+++ Working data +++
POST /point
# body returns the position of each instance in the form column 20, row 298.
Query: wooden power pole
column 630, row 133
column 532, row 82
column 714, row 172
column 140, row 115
+++
§ **What you have to do**: Transcribe all records exactly as written.

§ **Response box**:
POST /point
# body returns the position of each instance in the form column 20, row 298.
Query: wooden power pole
column 630, row 133
column 532, row 82
column 714, row 172
column 140, row 115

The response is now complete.